■ Try it:
Would you please repeat the lines in the listing below from the one containing "In this photo, where can the wall" through the final one, exactly as they appear?

■ Supplied data:
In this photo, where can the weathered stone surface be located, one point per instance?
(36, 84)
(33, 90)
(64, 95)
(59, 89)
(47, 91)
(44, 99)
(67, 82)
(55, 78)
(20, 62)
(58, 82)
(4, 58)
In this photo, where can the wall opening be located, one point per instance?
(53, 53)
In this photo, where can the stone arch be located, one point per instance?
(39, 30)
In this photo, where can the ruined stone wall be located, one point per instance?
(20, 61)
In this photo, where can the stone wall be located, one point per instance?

■ Answer section:
In this photo, where can the wall opening be located, one point per instance?
(53, 53)
In this photo, where can the stone arch be located, one point per instance?
(39, 30)
In this photo, where can the ruined stone wall be located, one point per instance?
(20, 61)
In this photo, where can the stone wall be located, one point per instance?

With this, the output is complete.